• _BRANO DA LEGGERE_

Alla ricerca dell’ abstract perdu

Una volta tanto non occorre sgombrare il campo da eventuali dubbi o incertezze. Gli obiettivi della Innocenti sono alla luce del sole: chiari e senz’alcun cedimento. Quattro, ci sembra, sono i punti più cospicui che emergono dalla sua più recente produzione.

a) La figura umana, un figurativo, preferibilmente al femminile. (Qui, un approfondimento del significato “femminile” sarebbe utile, giusto per evitare eventuali malintesi per quanto riguarda “l’idea del femminile”, analisi alla quale preferiamo sottrarci per mancanza di titoli appropriati). Da “fonte sicura” risulta però, che l’artista in questione non era coinvolta nelle inquietudini del ’68 anche se, con prudente distacco, era affezionata e interessata a movimenti femministi.

b) Il rigore dello spazio, senza concedere nulla alla casualità, nonostante “l’apparente” totale disprezzo di regole e canoni di composizione. In realtà non è così. I conti (rapporti) tornano, sempre, pur risultando tale lettura in queste ultime opere più insidiosa rispetto a quella più scoperta della precedente produzione non figurativa, in cui, però, nelle ultime opere già appare il soggetto prediletto: la figura umana, che inevitabilmente doveva condurre l’artista all’attuale periodo pittorico. (Alcuni compositori del Romanticismo tedesco componevano lieder senza parole, come i dipinti della Innocenti sono senza nome o titolo. Tutt’al più, giusto per motivi di ordine, potrebbero essere numerati o essere chiamati Composizione “1” “2” o “3”, e così via, né più né meno. Ma sì: del culto del rigore e dell’ordine già soffrivano gli antichi egizi).

c) La parsimonia nell’uso del colore è evidenziata in ogni circostanza e non solo nella qualità e nell’intensità delle combinazioni cromatiche, ma anche nelle “quantità” della materia. (Va detto che dipinge con pennelli completamente consumati e a secco di colore). Potrebbe sembrare quasi un pretesto per non procedere in “bianco e nero”. No !- quell’artista toglie là dove può e tutto ciò rientra nella sua concezione del punto b).

d) Raramente mostra un qualche interesse, né un particolare entusiasmo per la terza e/o altra dimensione. Il suo occhio, addestrato per la visualizzazione, quasi scientifica dei particolari anatomici è del tipo “potente obiettivo” fotografico che però ripudia (quasi) tutto ciò che va oltre la seconda dimensione. Eppure le figure risultano “a tutto tondo.” Fiction, manipolazione, si direbbe in pittura o fotografia, parlando della terza dimensione. E poi c’è chi afferma che tutto ciò che non è natura sarebbe già forma astratta. La Innocenti rimane coerente. Da qui forse, il suo fare “figurativo-astratto,” o “astratto-figurativo,” meglio definito “astratto-concreto.” Sottigliezze dialettiche, forse? No! – Sindrome dell’idea dell’inafferrabile significato del termine “astratto.” Non è più l’astrattista di una volta, quando rifiutò semplicemente il figurativo, il vero, il naturale. Ora astrae dal vero. Toglie e toglie dalla forma, dalle dimensioni, dalle ombre e dalle luci, rosica dalla tela bianca che nuovamente diventa luce e ombra, e, così ci pare, guazza nella ricerca dell’armonico assoluto, nell’illusione dell’astratto discreto e dunque in una sua “nuova, concreta realtà.”

• _OBIETTIVI_
**1)** Per favore, ricopia dal brano sulla Innocenti il passo che va da “Una volta tanto” fino a “più recente produzione.” compreso.
**2)** Nel brano sulla Innocenti, elenca i quattro punti contrassegnati dalle lettere da a) a d), citando per ciascuno la frase con cui comincia.

• _VOCI FORNITE_

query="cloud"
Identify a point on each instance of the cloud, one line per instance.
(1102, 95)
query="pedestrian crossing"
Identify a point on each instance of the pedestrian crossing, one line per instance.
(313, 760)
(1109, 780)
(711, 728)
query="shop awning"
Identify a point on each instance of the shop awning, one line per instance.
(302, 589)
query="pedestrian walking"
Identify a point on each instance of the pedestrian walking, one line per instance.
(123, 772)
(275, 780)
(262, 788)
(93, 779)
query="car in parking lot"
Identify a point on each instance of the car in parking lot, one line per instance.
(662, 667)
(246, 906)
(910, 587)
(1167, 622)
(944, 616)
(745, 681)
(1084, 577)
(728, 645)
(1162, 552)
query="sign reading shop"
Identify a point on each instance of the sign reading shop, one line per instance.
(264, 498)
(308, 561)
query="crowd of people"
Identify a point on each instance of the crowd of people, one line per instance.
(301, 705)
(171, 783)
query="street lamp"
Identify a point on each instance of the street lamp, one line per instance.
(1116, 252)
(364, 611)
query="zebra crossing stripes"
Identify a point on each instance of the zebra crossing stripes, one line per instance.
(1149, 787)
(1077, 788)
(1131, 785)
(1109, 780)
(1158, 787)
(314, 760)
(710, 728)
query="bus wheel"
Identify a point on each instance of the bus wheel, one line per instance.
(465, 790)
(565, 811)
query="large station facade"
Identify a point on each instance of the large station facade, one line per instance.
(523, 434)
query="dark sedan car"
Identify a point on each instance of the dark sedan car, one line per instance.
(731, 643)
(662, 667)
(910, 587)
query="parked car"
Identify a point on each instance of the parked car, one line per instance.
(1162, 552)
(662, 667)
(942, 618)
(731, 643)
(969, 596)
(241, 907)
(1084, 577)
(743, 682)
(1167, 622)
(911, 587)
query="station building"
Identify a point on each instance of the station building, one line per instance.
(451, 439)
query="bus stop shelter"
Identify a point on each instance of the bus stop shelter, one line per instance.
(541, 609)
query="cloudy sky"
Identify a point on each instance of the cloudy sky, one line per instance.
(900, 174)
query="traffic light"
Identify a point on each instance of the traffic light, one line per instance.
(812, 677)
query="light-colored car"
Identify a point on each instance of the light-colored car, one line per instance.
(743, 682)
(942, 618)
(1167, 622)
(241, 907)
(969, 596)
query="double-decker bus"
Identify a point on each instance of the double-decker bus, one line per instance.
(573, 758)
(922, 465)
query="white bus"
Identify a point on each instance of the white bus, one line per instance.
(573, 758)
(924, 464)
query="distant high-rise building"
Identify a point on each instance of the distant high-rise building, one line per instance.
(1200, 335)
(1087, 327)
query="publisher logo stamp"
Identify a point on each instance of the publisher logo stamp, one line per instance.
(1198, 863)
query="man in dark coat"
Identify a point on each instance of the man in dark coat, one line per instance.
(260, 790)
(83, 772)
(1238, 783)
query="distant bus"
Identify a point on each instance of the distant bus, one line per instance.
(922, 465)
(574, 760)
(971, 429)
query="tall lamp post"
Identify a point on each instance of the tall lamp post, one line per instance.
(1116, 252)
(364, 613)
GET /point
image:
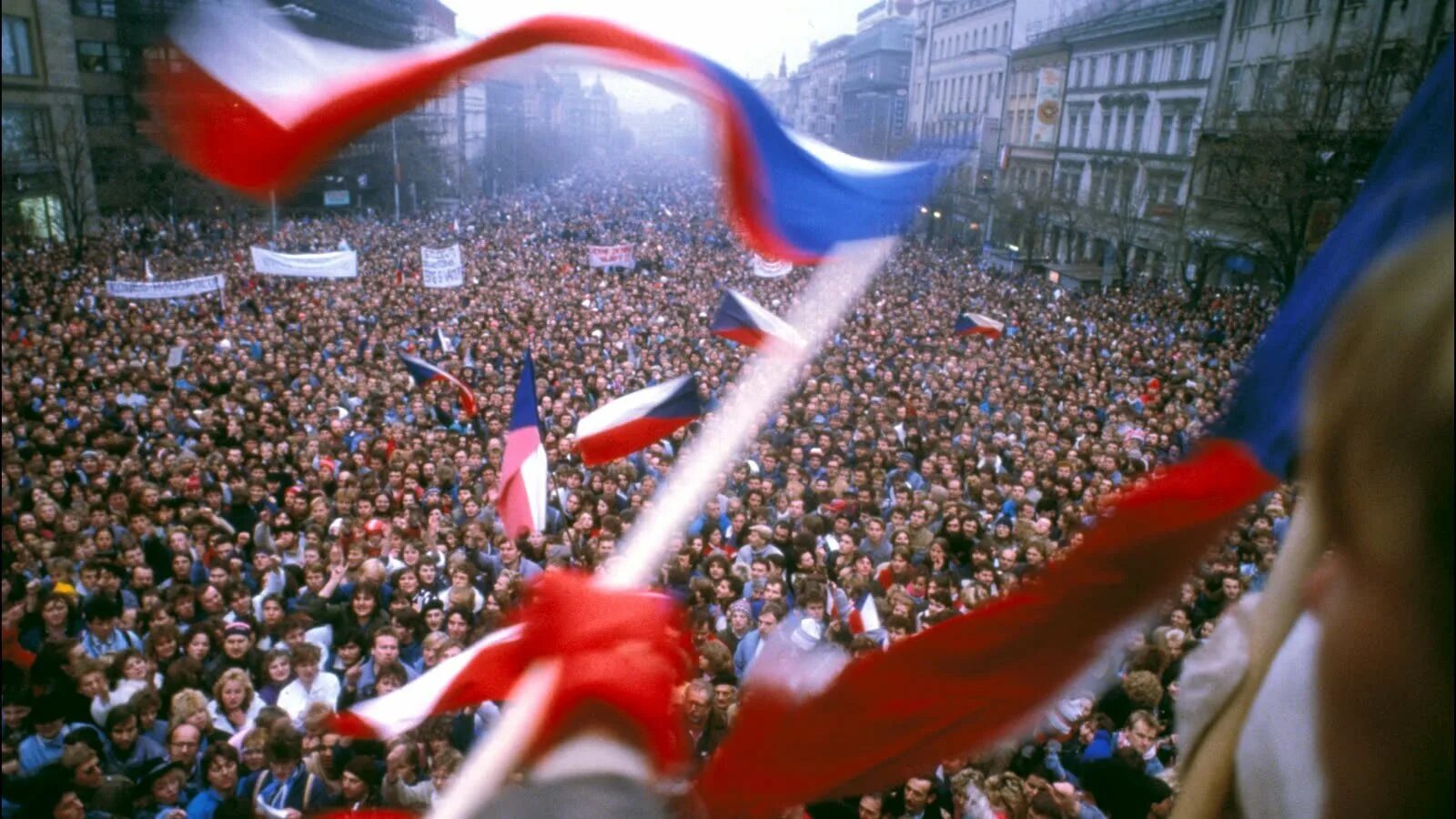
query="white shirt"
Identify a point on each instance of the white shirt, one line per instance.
(295, 698)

• _RISPOSTE SVOLTE_
**1)**
Una volta tanto non occorre sgombrare il campo da eventuali dubbi o incertezze. Gli obiettivi della Innocenti sono alla luce del sole: chiari e senz’alcun cedimento. Quattro, ci sembra, sono i punti più cospicui che emergono dalla sua più recente produzione.

**2)**
a) La figura umana, un figurativo, preferibilmente al femminile.
b) Il rigore dello spazio, senza concedere nulla alla casualità, nonostante “l’apparente” totale disprezzo di regole e canoni di composizione.
c) La parsimonia nell’uso del colore è evidenziata in ogni circostanza e non solo nella qualità e nell’intensità delle combinazioni cromatiche, ma anche nelle “quantità” della materia.
d) Raramente mostra un qualche interesse, né un particolare entusiasmo per la terza e/o altra dimensione.